§ ENTRIES PROVIDED
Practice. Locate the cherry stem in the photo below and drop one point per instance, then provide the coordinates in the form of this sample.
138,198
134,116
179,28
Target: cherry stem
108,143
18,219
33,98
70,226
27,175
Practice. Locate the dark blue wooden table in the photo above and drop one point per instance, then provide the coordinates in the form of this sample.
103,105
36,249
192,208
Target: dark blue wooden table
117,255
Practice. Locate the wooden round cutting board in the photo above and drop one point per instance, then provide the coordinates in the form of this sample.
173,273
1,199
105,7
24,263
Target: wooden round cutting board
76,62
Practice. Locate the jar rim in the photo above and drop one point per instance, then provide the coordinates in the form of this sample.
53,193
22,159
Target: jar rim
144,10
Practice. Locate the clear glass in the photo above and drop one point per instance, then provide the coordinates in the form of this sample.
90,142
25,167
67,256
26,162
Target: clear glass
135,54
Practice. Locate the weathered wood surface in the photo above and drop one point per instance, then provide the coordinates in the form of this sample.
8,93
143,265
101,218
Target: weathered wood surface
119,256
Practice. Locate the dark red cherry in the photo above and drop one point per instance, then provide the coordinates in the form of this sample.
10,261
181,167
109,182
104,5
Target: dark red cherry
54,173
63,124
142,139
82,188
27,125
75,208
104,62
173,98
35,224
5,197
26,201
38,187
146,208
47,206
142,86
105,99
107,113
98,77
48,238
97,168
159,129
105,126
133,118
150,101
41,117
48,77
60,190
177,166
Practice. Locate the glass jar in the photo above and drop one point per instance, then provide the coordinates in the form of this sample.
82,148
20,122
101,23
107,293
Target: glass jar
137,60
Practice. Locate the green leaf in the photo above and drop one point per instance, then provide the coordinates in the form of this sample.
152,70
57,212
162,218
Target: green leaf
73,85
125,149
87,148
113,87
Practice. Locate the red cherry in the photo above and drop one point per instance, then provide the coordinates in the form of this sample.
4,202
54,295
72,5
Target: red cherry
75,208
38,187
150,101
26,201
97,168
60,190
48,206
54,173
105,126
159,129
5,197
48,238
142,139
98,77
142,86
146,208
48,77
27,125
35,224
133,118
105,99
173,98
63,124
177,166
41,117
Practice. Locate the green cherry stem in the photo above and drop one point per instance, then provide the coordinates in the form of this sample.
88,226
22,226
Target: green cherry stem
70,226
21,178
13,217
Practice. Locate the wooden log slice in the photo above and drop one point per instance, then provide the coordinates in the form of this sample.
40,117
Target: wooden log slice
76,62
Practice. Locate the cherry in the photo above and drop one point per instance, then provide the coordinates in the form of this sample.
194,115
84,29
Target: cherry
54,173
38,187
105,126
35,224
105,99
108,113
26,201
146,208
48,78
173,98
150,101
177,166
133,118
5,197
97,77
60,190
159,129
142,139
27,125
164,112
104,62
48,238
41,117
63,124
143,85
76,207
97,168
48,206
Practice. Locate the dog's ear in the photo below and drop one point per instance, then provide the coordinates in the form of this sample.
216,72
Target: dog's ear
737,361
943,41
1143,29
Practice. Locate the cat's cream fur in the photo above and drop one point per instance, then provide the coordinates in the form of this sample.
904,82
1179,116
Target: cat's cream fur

§ TASK OBJECTIVE
Rewrite every one of the records above, changing "drop" to "place" wherever it occurs and leaving everything else unchanged.

§ RESPONSE TO THIS EXERCISE
Practice. Locate the cherry stem in the photo below and place one point per instance, then provide the coordinates in the form of this sample.
138,198
134,116
179,28
Target: cherry stem
108,143
18,219
33,98
70,226
27,175
Practice. Locate the dark blue wooden table in the photo above and place one point per instance, then provide the coordinates in the form of this sample.
103,105
36,249
192,208
Target: dark blue wooden table
117,255
Practice. Locate the wooden round cutting board in the photo above and place one point per instance, then provide the coordinates in the form of this sample.
173,273
1,199
105,7
24,263
Target: wooden round cutting board
76,62
Practice. Locate the jar rim in the photo above and place one point per instance, then provide the coordinates in the form of this sample.
53,193
22,159
Target: jar rim
144,10
Practice. Locate the clear glass in the photo above and place one point per instance, then provide the coordinates in the form of this sample.
90,142
25,167
67,256
26,162
Target: clear glass
135,54
Practice. Locate the weathered wood surface in the photo above and place one point per instance, then provide the coordinates in the form of this sample.
8,93
143,265
101,218
Target: weathered wood surface
119,256
Practice. Locate the dark red cherry in the photo above and place one point per instance, then provide the coordinates in the form of this sample.
10,261
181,167
109,182
104,5
Target: dark red cherry
54,173
63,124
142,139
82,188
27,125
75,208
104,62
173,98
35,224
5,197
26,201
38,187
146,208
47,206
142,86
105,99
107,113
98,77
48,238
97,168
159,129
105,126
133,118
150,101
41,117
48,77
60,190
177,166
Practice. Locate the glass jar in the photo above and place one point per instance, then provide the coordinates in the form of this sample.
82,148
20,122
101,23
107,293
Target: glass jar
137,60
Practice. Locate the green leaf in the photo above and place one point per instance, then provide the coordinates in the form of this sample.
152,70
57,212
162,218
Target: green leaf
73,85
125,149
87,148
113,87
Practice. Locate the red cherry in the photo above and place one point per instance, then provide the coordinates in the form of this sample.
4,202
54,295
72,5
Target: red cherry
75,208
38,187
150,101
26,201
97,168
60,190
48,206
54,173
105,126
159,129
5,197
48,238
142,139
98,77
142,86
146,208
48,77
27,125
35,224
133,118
105,99
173,98
63,124
177,166
41,117
Practice. Locate the green cherry stem in the photo above and place one point per instance, then provide the coordinates in the form of this sample.
88,226
22,226
Target: green cherry stem
70,226
21,178
13,217
Practice. Locate the wooden log slice in the photo above and place one point per instance, then provide the coordinates in the form of this sample.
40,117
Target: wooden log slice
76,62
Practice. Locate the cherry in the photo above and place one point per instance, then provide the coordinates in the form of this sample.
194,115
84,29
Target: cherry
54,173
38,187
105,126
35,224
105,99
108,113
26,201
146,208
48,78
173,98
150,101
177,166
133,118
5,197
97,77
60,190
159,129
142,139
27,125
164,112
104,62
48,238
41,117
63,124
143,85
76,207
97,168
48,206
Practice. Locate the dog's ear in the photo below and place one point per instance, then provide the coordinates in the form of this sample.
216,72
Target: dog's ear
737,361
943,41
1143,29
Practice. Locate the cat's cream fur in the photo above and place one point per instance, then provide the coordinates in the form of this sample.
904,82
1179,116
Target: cat's cream fur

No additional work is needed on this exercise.